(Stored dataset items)

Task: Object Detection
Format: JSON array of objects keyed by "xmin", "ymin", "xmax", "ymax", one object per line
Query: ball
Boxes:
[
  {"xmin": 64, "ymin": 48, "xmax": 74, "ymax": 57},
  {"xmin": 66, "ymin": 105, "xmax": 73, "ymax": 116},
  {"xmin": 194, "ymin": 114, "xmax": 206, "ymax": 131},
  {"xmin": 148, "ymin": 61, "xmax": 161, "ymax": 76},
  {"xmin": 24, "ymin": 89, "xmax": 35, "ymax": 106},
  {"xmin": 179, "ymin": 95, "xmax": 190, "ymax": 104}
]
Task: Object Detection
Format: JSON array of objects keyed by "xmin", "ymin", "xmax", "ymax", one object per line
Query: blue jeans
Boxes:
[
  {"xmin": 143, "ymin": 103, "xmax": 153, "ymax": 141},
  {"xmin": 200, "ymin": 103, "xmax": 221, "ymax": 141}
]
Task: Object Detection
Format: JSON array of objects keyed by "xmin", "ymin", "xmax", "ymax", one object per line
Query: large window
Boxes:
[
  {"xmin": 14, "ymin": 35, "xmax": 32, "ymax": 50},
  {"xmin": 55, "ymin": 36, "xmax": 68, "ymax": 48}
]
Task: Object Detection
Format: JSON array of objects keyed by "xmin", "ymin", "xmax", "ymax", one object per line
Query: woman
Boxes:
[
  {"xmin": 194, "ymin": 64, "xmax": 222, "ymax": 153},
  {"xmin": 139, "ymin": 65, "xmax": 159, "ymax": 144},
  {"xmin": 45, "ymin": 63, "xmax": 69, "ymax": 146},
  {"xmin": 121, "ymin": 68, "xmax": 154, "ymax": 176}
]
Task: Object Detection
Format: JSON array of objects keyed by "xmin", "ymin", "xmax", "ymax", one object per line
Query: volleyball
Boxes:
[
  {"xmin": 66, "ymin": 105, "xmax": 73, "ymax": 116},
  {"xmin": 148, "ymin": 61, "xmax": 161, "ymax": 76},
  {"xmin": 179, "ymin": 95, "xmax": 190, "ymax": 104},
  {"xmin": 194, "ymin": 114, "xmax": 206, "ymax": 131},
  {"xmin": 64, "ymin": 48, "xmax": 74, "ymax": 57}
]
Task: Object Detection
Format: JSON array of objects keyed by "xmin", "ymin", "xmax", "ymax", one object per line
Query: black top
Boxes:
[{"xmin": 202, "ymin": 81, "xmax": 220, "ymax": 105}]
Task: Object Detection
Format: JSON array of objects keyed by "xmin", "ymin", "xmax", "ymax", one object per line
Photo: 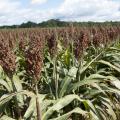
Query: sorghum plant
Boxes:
[{"xmin": 25, "ymin": 34, "xmax": 44, "ymax": 120}]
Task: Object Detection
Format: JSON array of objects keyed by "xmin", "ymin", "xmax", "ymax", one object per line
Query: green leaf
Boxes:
[
  {"xmin": 23, "ymin": 97, "xmax": 36, "ymax": 120},
  {"xmin": 0, "ymin": 79, "xmax": 11, "ymax": 92},
  {"xmin": 59, "ymin": 76, "xmax": 71, "ymax": 97},
  {"xmin": 68, "ymin": 67, "xmax": 78, "ymax": 78},
  {"xmin": 5, "ymin": 76, "xmax": 13, "ymax": 92},
  {"xmin": 80, "ymin": 52, "xmax": 103, "ymax": 74},
  {"xmin": 100, "ymin": 97, "xmax": 117, "ymax": 120},
  {"xmin": 49, "ymin": 107, "xmax": 87, "ymax": 120},
  {"xmin": 24, "ymin": 94, "xmax": 46, "ymax": 119},
  {"xmin": 42, "ymin": 94, "xmax": 84, "ymax": 120},
  {"xmin": 112, "ymin": 80, "xmax": 120, "ymax": 89},
  {"xmin": 12, "ymin": 75, "xmax": 24, "ymax": 107},
  {"xmin": 0, "ymin": 115, "xmax": 15, "ymax": 120},
  {"xmin": 69, "ymin": 79, "xmax": 102, "ymax": 92},
  {"xmin": 63, "ymin": 49, "xmax": 71, "ymax": 66},
  {"xmin": 87, "ymin": 74, "xmax": 106, "ymax": 80},
  {"xmin": 41, "ymin": 100, "xmax": 55, "ymax": 115},
  {"xmin": 99, "ymin": 60, "xmax": 120, "ymax": 73},
  {"xmin": 12, "ymin": 75, "xmax": 22, "ymax": 92},
  {"xmin": 0, "ymin": 90, "xmax": 34, "ymax": 107},
  {"xmin": 0, "ymin": 66, "xmax": 4, "ymax": 78}
]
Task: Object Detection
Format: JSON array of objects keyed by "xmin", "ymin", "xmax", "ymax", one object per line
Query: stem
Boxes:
[
  {"xmin": 53, "ymin": 57, "xmax": 58, "ymax": 99},
  {"xmin": 44, "ymin": 65, "xmax": 54, "ymax": 97},
  {"xmin": 35, "ymin": 82, "xmax": 42, "ymax": 120},
  {"xmin": 10, "ymin": 74, "xmax": 21, "ymax": 120}
]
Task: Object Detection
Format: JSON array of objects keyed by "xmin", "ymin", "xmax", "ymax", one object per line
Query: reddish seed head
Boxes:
[
  {"xmin": 25, "ymin": 34, "xmax": 44, "ymax": 80},
  {"xmin": 0, "ymin": 38, "xmax": 16, "ymax": 75}
]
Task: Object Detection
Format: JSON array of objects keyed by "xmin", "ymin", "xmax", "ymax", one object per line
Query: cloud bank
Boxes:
[{"xmin": 0, "ymin": 0, "xmax": 120, "ymax": 25}]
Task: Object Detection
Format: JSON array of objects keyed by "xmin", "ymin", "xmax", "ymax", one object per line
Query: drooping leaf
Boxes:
[
  {"xmin": 23, "ymin": 97, "xmax": 36, "ymax": 120},
  {"xmin": 49, "ymin": 107, "xmax": 88, "ymax": 120},
  {"xmin": 0, "ymin": 115, "xmax": 15, "ymax": 120},
  {"xmin": 99, "ymin": 60, "xmax": 120, "ymax": 73},
  {"xmin": 42, "ymin": 94, "xmax": 84, "ymax": 120}
]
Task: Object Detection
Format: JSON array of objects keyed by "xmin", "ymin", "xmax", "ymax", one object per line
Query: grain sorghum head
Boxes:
[
  {"xmin": 46, "ymin": 31, "xmax": 57, "ymax": 56},
  {"xmin": 0, "ymin": 38, "xmax": 16, "ymax": 75},
  {"xmin": 25, "ymin": 34, "xmax": 44, "ymax": 80}
]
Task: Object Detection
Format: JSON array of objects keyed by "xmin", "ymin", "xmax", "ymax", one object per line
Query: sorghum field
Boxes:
[{"xmin": 0, "ymin": 26, "xmax": 120, "ymax": 120}]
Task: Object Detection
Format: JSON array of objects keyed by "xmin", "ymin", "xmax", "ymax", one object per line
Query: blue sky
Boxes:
[
  {"xmin": 0, "ymin": 0, "xmax": 120, "ymax": 26},
  {"xmin": 19, "ymin": 0, "xmax": 63, "ymax": 10}
]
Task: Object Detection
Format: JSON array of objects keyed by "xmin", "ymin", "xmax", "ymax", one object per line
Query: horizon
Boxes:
[
  {"xmin": 0, "ymin": 19, "xmax": 120, "ymax": 27},
  {"xmin": 0, "ymin": 0, "xmax": 120, "ymax": 26}
]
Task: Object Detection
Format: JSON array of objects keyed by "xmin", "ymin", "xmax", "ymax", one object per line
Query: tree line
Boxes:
[{"xmin": 0, "ymin": 19, "xmax": 120, "ymax": 29}]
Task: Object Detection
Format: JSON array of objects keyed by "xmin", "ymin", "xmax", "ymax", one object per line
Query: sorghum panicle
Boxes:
[{"xmin": 25, "ymin": 34, "xmax": 44, "ymax": 80}]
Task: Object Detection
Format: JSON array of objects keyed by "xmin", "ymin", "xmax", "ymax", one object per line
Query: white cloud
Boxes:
[
  {"xmin": 0, "ymin": 0, "xmax": 120, "ymax": 26},
  {"xmin": 56, "ymin": 0, "xmax": 120, "ymax": 21},
  {"xmin": 31, "ymin": 0, "xmax": 47, "ymax": 4},
  {"xmin": 0, "ymin": 0, "xmax": 21, "ymax": 25},
  {"xmin": 0, "ymin": 0, "xmax": 20, "ymax": 14}
]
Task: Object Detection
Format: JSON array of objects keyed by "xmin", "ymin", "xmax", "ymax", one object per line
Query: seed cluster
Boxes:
[
  {"xmin": 0, "ymin": 37, "xmax": 16, "ymax": 75},
  {"xmin": 25, "ymin": 33, "xmax": 44, "ymax": 80}
]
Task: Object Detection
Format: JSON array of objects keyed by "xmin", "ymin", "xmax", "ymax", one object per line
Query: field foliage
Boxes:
[{"xmin": 0, "ymin": 26, "xmax": 120, "ymax": 120}]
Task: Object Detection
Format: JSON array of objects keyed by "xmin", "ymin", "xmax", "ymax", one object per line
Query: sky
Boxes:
[{"xmin": 0, "ymin": 0, "xmax": 120, "ymax": 26}]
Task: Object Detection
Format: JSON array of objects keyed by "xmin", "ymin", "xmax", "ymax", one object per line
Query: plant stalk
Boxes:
[
  {"xmin": 35, "ymin": 82, "xmax": 42, "ymax": 120},
  {"xmin": 53, "ymin": 57, "xmax": 58, "ymax": 99}
]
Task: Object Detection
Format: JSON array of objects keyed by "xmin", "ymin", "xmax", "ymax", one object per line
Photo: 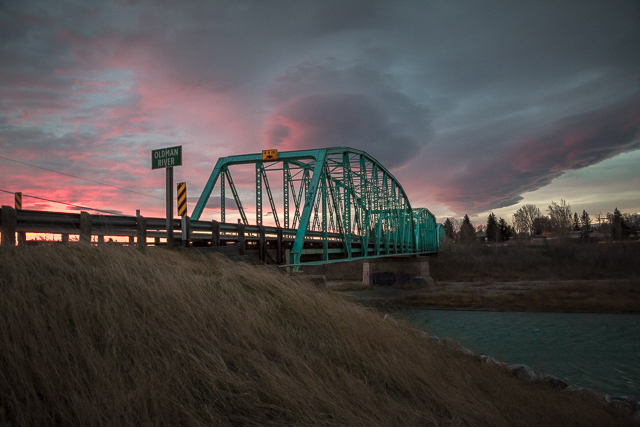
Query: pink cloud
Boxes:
[{"xmin": 431, "ymin": 94, "xmax": 640, "ymax": 214}]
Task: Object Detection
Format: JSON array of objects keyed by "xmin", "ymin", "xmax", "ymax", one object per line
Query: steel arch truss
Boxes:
[{"xmin": 192, "ymin": 147, "xmax": 439, "ymax": 266}]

PROBLEM TO WORK ON:
Copy the entries word for word. Start at the first line and end with the line containing "Query: ball".

COMPLETED EXERCISE:
Task: Object Detection
Format: JSON array of objects keyed by "xmin", "ymin", "xmax", "ymax", one object per line
Query: ball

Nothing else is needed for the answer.